• Task to carry out: Only the line with "Query: evergreen tree" and the lines after it, to the end of the data, should appear in the answer, each reproduced exactly.

• The data:
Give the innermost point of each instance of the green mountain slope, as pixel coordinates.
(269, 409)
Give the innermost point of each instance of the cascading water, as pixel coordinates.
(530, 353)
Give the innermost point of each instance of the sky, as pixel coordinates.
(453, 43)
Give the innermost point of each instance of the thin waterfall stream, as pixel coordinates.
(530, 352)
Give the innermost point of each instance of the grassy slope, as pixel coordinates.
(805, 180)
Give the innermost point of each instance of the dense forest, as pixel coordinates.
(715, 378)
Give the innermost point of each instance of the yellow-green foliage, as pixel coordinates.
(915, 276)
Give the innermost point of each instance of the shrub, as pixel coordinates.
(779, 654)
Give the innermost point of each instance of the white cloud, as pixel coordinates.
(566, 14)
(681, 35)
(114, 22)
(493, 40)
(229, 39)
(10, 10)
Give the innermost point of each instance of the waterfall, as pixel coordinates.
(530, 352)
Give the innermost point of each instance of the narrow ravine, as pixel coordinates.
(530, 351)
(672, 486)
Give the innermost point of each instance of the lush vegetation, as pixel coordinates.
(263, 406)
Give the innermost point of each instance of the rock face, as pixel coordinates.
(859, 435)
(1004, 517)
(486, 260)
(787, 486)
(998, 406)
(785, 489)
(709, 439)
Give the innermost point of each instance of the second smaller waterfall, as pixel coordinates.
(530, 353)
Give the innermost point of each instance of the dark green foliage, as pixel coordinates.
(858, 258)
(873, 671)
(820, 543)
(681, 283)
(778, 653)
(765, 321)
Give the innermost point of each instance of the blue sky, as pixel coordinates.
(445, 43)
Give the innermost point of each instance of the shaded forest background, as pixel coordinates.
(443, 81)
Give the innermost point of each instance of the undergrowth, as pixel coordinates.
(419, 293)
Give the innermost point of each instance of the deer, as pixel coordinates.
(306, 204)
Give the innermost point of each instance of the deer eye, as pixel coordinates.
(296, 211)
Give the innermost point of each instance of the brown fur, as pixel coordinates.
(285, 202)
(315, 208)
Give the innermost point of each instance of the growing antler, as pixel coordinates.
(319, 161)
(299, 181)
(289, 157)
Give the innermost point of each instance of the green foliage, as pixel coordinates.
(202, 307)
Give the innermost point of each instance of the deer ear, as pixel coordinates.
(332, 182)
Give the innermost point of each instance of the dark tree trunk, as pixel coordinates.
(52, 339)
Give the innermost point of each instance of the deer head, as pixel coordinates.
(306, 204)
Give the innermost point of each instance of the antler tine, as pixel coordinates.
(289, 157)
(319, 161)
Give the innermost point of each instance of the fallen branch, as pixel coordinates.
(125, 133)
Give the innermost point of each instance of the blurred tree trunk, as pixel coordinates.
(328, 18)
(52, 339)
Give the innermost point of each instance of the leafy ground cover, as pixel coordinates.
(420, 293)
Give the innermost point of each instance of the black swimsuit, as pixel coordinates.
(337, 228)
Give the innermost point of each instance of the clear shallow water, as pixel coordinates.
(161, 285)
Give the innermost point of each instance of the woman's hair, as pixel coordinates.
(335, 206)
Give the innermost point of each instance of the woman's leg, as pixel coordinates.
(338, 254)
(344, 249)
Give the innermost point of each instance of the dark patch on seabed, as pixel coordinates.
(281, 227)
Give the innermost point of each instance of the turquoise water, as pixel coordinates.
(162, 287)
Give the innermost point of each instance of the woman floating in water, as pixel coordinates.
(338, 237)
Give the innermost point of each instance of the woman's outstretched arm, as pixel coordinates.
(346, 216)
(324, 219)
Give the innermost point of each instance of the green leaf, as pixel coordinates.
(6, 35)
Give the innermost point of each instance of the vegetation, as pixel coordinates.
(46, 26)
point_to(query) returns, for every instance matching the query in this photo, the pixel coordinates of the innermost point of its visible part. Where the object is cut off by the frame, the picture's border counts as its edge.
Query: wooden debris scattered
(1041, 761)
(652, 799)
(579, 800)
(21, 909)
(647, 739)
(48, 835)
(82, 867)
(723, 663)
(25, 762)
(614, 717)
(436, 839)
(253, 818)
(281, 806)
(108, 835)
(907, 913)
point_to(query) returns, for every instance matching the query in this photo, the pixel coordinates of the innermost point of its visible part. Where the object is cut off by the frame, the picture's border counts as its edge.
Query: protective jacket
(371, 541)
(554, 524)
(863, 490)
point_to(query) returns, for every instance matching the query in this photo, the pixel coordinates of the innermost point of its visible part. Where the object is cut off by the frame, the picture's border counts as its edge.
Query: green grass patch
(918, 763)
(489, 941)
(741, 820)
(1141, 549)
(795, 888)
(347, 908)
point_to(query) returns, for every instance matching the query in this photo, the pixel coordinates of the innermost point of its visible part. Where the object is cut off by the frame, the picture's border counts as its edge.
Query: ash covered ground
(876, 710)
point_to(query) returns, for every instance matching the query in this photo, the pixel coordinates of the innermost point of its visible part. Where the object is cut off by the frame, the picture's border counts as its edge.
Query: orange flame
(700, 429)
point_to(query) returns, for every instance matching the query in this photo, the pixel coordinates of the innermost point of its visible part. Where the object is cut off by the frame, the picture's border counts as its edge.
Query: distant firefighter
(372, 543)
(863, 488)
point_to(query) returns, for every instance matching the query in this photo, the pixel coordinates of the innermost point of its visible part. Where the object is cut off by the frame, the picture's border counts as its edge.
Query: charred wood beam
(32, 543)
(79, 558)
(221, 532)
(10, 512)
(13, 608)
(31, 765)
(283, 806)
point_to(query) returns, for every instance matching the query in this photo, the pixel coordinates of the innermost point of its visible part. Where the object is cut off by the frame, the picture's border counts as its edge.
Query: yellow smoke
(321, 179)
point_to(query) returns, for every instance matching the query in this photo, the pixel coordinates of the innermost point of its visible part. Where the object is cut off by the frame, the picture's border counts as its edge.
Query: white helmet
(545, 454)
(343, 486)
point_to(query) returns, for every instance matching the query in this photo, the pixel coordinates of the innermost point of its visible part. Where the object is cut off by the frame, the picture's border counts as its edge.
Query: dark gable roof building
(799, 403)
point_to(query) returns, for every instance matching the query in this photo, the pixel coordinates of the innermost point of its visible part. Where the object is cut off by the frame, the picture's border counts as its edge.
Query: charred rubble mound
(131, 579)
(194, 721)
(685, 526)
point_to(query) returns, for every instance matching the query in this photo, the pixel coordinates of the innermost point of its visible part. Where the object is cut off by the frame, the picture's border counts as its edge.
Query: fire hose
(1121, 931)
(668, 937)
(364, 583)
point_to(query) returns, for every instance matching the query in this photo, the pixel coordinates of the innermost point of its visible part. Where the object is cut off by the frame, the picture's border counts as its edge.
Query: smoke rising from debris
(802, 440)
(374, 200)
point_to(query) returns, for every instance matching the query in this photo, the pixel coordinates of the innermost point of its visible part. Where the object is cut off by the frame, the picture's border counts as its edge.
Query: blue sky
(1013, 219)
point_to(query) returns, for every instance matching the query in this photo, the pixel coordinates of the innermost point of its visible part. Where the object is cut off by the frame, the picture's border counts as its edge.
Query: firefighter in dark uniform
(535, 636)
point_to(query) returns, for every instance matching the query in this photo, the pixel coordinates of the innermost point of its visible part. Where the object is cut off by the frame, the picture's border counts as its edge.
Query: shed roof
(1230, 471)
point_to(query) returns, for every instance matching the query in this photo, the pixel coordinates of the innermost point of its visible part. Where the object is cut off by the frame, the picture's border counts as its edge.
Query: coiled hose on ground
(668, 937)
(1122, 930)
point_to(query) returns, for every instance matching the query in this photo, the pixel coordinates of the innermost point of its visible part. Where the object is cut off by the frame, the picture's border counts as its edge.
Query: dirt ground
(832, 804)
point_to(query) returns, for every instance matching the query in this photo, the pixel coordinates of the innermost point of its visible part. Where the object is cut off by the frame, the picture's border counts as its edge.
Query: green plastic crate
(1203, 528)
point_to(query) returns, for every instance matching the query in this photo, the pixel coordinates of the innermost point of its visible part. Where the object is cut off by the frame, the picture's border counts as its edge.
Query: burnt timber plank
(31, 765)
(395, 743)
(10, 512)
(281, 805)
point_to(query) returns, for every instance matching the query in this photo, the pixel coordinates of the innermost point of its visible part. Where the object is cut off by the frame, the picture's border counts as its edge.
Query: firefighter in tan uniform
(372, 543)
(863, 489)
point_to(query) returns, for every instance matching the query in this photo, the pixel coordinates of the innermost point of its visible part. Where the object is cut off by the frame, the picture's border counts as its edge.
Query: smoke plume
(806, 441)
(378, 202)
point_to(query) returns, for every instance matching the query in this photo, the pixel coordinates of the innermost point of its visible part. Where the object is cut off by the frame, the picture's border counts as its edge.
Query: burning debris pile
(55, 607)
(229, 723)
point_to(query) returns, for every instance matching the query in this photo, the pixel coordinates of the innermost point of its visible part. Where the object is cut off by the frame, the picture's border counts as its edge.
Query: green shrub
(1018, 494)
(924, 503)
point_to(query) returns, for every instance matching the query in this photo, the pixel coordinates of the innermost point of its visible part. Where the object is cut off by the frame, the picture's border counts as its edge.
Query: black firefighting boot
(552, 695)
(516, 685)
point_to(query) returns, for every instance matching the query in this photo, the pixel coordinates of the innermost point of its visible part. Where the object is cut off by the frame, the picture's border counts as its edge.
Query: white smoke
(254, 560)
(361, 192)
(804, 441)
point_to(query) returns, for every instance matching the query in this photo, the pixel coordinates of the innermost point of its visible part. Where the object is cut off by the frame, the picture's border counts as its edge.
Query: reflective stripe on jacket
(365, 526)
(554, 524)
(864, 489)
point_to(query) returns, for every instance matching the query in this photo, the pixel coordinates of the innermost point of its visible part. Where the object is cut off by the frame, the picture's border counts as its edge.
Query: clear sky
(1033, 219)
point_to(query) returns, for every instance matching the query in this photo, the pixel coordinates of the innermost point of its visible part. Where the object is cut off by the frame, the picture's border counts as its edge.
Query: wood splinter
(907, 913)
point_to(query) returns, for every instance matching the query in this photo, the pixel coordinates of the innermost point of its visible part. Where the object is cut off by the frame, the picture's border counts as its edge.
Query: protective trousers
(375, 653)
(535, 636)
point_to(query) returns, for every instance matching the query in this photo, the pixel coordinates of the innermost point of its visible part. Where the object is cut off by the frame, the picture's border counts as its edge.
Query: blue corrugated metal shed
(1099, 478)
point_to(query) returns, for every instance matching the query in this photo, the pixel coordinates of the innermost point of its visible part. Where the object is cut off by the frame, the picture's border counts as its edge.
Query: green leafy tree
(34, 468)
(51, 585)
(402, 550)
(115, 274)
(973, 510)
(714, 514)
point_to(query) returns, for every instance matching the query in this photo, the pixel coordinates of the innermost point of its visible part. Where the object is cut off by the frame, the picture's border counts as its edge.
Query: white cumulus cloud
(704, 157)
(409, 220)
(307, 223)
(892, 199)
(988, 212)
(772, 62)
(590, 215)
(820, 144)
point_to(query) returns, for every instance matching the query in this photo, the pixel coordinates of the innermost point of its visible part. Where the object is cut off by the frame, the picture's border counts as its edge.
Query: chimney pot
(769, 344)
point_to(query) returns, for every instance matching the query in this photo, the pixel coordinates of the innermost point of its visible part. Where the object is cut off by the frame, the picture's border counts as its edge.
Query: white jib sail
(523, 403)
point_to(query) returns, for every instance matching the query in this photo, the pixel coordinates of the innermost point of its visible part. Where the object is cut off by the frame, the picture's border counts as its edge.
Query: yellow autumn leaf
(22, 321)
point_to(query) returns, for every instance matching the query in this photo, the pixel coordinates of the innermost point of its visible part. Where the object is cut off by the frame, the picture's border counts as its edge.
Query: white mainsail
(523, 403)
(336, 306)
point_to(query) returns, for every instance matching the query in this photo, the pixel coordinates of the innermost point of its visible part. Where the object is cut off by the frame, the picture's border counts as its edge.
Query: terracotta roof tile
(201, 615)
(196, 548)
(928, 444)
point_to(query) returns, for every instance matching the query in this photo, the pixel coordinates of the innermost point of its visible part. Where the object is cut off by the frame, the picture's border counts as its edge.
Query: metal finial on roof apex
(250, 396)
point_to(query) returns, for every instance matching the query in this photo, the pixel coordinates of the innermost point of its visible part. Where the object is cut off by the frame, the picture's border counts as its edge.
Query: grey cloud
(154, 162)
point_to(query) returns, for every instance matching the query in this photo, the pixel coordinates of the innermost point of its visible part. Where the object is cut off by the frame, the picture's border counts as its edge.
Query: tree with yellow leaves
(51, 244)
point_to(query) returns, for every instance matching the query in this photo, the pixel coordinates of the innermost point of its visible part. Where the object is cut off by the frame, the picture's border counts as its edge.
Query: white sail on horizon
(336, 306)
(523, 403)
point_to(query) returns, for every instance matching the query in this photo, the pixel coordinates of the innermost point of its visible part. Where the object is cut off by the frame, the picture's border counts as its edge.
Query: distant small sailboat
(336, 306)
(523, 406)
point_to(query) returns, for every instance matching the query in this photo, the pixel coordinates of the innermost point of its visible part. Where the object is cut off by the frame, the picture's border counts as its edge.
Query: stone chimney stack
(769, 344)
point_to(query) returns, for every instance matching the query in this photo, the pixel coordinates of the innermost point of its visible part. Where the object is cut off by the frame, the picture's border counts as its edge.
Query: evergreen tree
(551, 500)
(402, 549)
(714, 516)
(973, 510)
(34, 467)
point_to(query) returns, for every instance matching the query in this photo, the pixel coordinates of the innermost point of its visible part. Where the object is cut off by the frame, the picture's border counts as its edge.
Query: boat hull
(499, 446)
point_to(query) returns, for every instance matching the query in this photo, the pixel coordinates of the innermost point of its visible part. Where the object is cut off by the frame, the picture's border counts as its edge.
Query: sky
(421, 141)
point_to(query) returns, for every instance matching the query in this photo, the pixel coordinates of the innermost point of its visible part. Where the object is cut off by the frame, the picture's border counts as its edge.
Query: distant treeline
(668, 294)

• Result of the exercise:
Query: evergreen tree
(551, 500)
(402, 549)
(714, 516)
(973, 510)
(34, 467)
point_to(query) returns, for every instance matching the query in this photo, the pixel coordinates of the innermost point of its visible part. Where the object is cut off by the frame, the picture's border counts as its edge.
Query: boat hull
(499, 446)
point_to(query) returns, for every instance matching the query in this photo, the pixel coordinates of the innermost point of its visible part. Where the object is cut off by the frame, the picture's border counts as its edge.
Query: sky
(421, 141)
point_to(query) returns, for every instance matching the query in this photo, the pixel coordinates of the innermost point of its visible part. Where the object is cut off by the frame, the picture's border counts as its edge.
Query: distant treeline
(668, 294)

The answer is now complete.